Publié le 27 septembre 2011 par Gonzo

Les Saoudiennes sont désormais des citoyennes presque comme les autres puisqu’elles pourront participer aux élections municipales de… 2015. Il leur reste tout de même deux ou trois petites choses sur la voie de l’émancipation : le droit de conduire une voiture par exemple, ou encore de voyager sans un kafîl, un “garant” (mâle), à leur côté. Désireuse de redonner quelques couleurs à un allié dont l’image à l’étranger n’est pas améliorée par son rôle de “briseur de révolution arabe” (accueil du président Ben Ali, regrets manifestes après la chute de Moubarak, soutien au président Saleh au Yémen en dépit de l’importance des manifestations populaires et surtout intervention militaire au Bahreïn…), la diplomatie des USA n’est probablement pas totalement étrangère à cette décision. Bien entendu, le roi Abdallah affirme le contraire, et il est vrai qu’un certain nombre de signes traduisent une évolution favorable de la condition féminine dans nombre de pays de la Péninsule arabe. (Voir ce précédent billet, écrit en mai 2009, et qui attend une suite depuis des mois !)

Parmi toutes les voix qui se félicitent de cette décision, on note, en France, celle de Rachida Dati, qui parle d’une “décision historique“. L’ancienne ministre, aujourd’hui euro-député UMP, s’exprime sans doute sur cette question en tant que femme, mais aussi au nom de ses origines familiales. Car le Maroc reconnaît le droit de vote aux femmes depuis 1963 (1952 pour le Liban, 1946 pour Djibouti : autres données disponibles en suivant ce lien). En contrepoint des déclarations de celle qui aurait souhaité naguère prendre la tête de l’Institut du monde arabe à Paris, l’article publié il y a deux jours dans Al-Quds al-’arabi par Madawi Al-Racheed, universitaire “originaire de la Péninsule arabe” comme elle aime à signer pour ne pas avoir à user du nom du seul État dans le monde “baptisé” (si l’on ose dire !) d’un patronyme familial, apporte un autre éclairage sur la situation de la femme saoudienne, précisément à la lumière de l’expérience marocaine.

L’article s’ouvre sur le rappel de la polémique qu’a connue le Royaume d’Arabie saoudite lorsque la commission pour l’accueil de la main-d’œuvre étrangère a autorisé l’emploi de domestiques marocaines, souvent de “mauvaise réputation” dans l’opinion locale [voir notamment ici ou encore là]. Dans ce contexte, des Saoudiennes bien intentionnées ont voulu prendre leur défense, tantôt en faisant état de leur propre expérience avec ce type de personnel, tantôt en soulignant que les qualités esthétiques universellement reconnues des femmes saoudiennes font qu’elles n’ont rien à craindre d’éventuelles rivales !
::::::::
▶ CONSIGNES À SUIVRE:
a) Pour chaque affirmation, dites oui ou non selon qu’elle concorde avec le billet sur le vote des Saoudiennes, et citez mot pour mot le passage qui tranche : (i) Les Saoudiennes pourront participer aux élections municipales de 2015. (ii) Le Maroc reconnaît le droit de vote aux femmes depuis 1952. (iii) L’article de Madawi Al-Racheed a paru dans Al-Quds al-’arabi.
b) Rédigez la suite du billet sur le vote des Saoudiennes, en reprenant juste après sa dernière phrase.
Les entrées n’ont aucun rôle dans ce travail.

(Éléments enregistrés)
::::::::
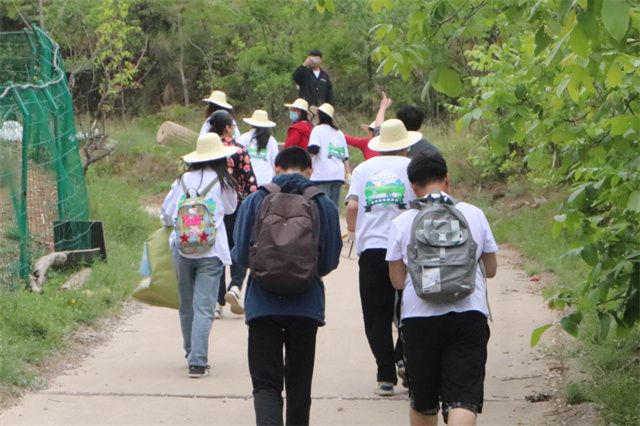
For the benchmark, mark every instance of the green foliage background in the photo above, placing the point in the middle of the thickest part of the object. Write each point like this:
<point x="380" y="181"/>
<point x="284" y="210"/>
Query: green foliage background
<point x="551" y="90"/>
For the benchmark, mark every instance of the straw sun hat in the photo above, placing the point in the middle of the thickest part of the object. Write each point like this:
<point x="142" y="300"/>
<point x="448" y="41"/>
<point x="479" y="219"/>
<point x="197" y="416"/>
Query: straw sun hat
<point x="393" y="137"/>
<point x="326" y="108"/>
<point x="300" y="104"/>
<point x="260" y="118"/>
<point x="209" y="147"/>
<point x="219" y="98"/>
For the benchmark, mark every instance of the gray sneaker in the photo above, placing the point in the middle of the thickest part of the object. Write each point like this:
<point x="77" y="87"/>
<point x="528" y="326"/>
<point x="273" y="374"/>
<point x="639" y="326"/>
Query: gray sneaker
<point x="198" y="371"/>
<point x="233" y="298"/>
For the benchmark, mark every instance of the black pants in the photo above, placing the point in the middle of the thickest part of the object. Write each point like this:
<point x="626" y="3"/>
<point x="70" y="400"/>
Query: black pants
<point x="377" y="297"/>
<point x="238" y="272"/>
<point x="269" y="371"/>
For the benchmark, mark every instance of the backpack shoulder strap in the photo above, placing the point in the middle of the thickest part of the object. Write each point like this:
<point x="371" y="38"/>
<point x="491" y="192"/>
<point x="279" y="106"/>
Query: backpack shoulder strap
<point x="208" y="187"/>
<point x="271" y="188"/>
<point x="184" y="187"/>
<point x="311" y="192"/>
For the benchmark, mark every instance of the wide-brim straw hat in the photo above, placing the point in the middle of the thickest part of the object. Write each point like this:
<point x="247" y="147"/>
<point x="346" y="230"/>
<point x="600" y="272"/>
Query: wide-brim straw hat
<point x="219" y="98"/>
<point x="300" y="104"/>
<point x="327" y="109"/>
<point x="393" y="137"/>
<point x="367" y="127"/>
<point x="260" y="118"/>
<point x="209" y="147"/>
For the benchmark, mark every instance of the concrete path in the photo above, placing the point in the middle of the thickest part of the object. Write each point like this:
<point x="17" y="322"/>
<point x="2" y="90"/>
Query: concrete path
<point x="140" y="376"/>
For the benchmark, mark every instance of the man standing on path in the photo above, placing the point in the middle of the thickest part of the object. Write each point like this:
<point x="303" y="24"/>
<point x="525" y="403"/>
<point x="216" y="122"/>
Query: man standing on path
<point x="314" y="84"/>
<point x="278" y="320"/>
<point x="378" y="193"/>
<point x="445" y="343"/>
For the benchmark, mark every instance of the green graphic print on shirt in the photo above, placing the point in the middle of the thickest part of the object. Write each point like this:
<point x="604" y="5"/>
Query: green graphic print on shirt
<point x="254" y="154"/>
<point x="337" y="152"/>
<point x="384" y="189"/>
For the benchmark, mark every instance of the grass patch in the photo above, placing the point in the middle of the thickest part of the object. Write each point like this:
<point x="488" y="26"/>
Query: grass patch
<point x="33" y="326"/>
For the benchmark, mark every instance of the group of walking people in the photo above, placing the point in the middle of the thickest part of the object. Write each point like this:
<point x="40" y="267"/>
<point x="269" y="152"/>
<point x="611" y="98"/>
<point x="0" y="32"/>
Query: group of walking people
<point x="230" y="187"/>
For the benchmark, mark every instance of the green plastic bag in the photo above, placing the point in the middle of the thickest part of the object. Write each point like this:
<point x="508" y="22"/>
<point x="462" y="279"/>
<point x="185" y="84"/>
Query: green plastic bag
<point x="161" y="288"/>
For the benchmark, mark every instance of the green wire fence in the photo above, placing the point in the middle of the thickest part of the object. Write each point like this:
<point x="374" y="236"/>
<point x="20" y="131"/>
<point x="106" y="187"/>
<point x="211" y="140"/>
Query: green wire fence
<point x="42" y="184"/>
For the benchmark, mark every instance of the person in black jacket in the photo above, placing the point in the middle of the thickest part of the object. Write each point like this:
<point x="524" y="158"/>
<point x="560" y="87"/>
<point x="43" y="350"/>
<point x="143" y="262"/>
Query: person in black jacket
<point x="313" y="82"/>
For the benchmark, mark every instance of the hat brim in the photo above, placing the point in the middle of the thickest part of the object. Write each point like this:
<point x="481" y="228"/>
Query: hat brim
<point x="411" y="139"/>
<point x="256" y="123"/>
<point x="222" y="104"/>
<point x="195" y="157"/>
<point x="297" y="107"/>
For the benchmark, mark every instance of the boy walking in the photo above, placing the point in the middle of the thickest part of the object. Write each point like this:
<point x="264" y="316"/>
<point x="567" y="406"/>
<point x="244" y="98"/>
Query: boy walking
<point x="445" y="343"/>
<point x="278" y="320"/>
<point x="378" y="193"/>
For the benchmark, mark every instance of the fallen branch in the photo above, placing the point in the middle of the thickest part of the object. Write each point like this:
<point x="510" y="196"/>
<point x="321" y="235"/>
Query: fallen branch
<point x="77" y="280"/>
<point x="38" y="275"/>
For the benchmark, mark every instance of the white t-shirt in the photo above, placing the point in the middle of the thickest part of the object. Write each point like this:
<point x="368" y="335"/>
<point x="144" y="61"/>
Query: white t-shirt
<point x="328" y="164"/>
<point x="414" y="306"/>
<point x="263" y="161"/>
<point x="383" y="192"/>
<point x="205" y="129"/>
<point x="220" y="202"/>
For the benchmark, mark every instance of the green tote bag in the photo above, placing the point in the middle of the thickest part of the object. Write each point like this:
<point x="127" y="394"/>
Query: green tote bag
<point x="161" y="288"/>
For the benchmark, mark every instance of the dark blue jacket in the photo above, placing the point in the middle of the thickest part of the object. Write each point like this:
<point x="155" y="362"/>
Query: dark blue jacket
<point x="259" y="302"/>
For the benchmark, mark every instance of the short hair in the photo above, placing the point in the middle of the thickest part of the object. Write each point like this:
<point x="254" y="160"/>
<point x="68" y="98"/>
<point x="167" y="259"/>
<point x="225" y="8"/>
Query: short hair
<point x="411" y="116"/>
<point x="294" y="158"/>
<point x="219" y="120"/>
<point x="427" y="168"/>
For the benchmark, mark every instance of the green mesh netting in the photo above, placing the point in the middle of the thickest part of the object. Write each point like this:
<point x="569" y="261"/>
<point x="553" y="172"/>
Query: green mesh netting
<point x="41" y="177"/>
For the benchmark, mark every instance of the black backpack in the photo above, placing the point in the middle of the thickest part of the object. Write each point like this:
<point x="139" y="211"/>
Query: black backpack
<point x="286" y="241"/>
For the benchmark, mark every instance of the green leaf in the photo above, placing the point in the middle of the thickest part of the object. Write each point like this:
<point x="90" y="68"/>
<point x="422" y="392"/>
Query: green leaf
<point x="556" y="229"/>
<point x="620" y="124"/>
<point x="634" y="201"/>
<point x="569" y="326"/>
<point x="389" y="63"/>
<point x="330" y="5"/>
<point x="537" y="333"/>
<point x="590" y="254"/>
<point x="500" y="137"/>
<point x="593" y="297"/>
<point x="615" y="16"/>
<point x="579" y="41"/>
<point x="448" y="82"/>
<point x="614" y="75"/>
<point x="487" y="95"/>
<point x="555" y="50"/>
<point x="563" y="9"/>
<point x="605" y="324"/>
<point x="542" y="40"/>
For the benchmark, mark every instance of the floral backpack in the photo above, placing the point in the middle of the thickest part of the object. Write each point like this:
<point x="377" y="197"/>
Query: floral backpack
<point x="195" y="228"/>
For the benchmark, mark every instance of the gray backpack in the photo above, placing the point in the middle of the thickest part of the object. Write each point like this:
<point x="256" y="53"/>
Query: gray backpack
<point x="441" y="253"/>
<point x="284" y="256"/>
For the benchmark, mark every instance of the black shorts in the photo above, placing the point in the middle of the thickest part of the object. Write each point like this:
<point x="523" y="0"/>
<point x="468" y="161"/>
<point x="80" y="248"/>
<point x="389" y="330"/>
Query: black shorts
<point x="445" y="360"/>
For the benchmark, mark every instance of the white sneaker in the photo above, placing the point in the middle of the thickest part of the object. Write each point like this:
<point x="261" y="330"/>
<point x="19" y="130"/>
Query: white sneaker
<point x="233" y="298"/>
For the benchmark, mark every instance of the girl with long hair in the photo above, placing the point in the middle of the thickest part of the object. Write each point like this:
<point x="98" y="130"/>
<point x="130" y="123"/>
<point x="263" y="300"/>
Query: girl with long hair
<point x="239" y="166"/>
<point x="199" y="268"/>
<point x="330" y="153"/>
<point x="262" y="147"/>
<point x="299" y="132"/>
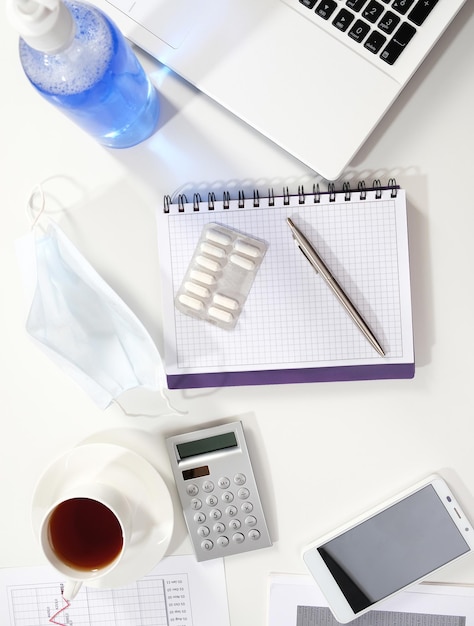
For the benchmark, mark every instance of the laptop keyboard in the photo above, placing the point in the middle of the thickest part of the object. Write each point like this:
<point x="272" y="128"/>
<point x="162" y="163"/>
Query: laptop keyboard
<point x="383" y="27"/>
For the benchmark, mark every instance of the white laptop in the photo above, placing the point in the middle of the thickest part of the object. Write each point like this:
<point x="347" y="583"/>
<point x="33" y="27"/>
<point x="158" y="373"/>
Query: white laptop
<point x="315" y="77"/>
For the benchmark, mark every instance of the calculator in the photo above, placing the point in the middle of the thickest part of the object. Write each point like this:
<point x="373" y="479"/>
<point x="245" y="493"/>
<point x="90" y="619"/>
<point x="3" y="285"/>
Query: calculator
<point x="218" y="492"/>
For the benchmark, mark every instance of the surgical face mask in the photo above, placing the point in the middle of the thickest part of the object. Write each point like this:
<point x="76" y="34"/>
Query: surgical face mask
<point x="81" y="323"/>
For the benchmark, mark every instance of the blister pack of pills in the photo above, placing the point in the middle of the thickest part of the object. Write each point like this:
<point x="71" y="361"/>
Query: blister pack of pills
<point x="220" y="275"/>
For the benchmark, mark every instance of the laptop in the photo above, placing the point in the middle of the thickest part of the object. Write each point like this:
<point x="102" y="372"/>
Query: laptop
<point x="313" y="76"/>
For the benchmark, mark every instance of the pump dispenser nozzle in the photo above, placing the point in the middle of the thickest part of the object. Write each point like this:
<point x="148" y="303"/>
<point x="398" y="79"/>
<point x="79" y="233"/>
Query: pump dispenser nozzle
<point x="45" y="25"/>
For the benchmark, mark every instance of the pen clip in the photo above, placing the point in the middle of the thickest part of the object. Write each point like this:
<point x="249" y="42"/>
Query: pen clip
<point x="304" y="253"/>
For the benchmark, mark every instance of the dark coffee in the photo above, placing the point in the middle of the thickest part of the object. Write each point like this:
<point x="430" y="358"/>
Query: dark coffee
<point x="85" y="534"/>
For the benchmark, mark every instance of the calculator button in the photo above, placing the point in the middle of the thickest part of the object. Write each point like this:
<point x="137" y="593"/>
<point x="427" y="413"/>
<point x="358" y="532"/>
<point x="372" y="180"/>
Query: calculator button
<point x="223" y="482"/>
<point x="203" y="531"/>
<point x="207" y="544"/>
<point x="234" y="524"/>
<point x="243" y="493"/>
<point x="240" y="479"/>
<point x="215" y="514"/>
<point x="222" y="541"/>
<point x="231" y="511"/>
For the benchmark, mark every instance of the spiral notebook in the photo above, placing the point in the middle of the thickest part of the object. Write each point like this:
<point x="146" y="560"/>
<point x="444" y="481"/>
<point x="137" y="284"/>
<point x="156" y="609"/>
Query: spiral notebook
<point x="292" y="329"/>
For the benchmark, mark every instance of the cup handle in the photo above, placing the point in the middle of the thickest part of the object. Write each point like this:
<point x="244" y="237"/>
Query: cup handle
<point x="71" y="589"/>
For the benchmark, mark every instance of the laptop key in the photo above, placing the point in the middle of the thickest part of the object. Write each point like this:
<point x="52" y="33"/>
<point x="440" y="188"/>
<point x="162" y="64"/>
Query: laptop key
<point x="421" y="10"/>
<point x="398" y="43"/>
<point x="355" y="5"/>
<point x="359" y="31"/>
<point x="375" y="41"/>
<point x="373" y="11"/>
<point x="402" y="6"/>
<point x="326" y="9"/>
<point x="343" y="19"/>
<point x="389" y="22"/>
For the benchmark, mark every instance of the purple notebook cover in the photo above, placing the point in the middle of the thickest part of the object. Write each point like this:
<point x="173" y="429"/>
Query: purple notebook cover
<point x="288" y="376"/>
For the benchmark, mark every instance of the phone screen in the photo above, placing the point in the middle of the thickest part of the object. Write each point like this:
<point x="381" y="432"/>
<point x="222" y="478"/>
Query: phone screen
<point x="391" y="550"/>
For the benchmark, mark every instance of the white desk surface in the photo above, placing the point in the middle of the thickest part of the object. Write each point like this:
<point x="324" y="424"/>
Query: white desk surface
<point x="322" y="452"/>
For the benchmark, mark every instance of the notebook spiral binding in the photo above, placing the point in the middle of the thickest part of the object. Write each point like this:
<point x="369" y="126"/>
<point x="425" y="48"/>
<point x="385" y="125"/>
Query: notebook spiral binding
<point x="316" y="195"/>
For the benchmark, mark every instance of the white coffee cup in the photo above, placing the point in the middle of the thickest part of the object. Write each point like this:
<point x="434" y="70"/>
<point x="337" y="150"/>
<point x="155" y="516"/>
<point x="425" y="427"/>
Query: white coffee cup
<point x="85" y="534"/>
::::::::
▶ RÉPONSES ATTENDUES:
a)
(i) Oui : « elles pourront participer aux élections municipales de… 2015 ».
(ii) Non : « le Maroc reconnaît le droit de vote aux femmes depuis 1963 ».
(iii) Oui : « l’article publié il y a deux jours dans Al-Quds al-’arabi par Madawi Al-Racheed ».

b)
Pour Madawi Al-Rasheed, la médiocrité intellectuelle d’un tel débat a le mérite de mettre en évidence le mode de fonctionnement de la société saoudienne où hommes et femmes s’accordent en définitive à juger de la valeur d’une femme comme un vulgaire bien de consommation. En se libérant, pour certaines d’entre elles, des charges domestiques grâce à la richesse pétrolière du pays, les femmes saoudiennes ont perdu leur rôle dans leur foyer où elles sont désormais remplacées par leur domesticité mais sans arriver pour autant à trouver leur place dans le secteur économique (elles ne représentent que 12 % de la main-d’œuvre locale, un des taux les plus faibles au monde). Et la situation n’est pas meilleure sur le plan politique…

Si la venue de ces employés de maison fait l’objet de tels débats, c’est que l’institution du mariage est en crise pour des raisons à la fois économiques et sociales [voir à sujet notre série Du mariage et du divorce dans le monde arabe, en septembre 2009]. Dans ce contexte, la femme saoudienne tente pitoyablement de retrouver – y compris à ses propres yeux – sa valeur en tant que bien désirable sur un marché hautement concurrentiel du fait de la présence de nouvelles venues du monde entier.

Ces débats qui ont rempli les pages de la presse locale auraient été mieux inspirés, toujours selon Madawi Al-Rasheed, s’ils avaient mentionné les femmes marocaines pour faire état de leurs combats qui ont ainsi permis des avancées importantes notamment sur le plan juridique avec le code du statut personnel (Moudawana) et plus largement politique, depuis les luttes au temps de l’indépendance jusqu’aux femmes qui militent dans les partis politiques et les associations de la société civile. A la différence des Saoudiennes, le combat des femmes marocaines leur a permis d’affirmer leur existence au sein de la nation en tant que maîtresses de maison, travailleuses, intellectuelles, travailleuses émigrées…

En prenant leur défense de cette manière, les Saoudiennes révèlent surtout l’étendue de leurs problèmes vis-à-vis de Marocaines qui ont su imposer chez elles la reconnaissance de droits dont la femme saoudienne rêve encore. Comment expliquer une telle différence entre leurs situations respectives ? Certains ont invoqué le Wahhabisme, d’autres les traditions tribales de la société saoudienne. Pourtant, des millions de musulmans montrent que leur religion n’implique pas la marginalisation de la femme. Quant au facteur tribal, on le retrouve dans bien d’autres sociétés. En réalité, deux facteurs expliquent la persistance de la marginalisation que subit la femme saoudienne dans sa société : l’économie pétrolière qui ne lui a pas donné de place en tant que travailleuse, et la politique de l’État qui considère que la réclusion des femmes est partie intégrante de sa légitimité religieuse.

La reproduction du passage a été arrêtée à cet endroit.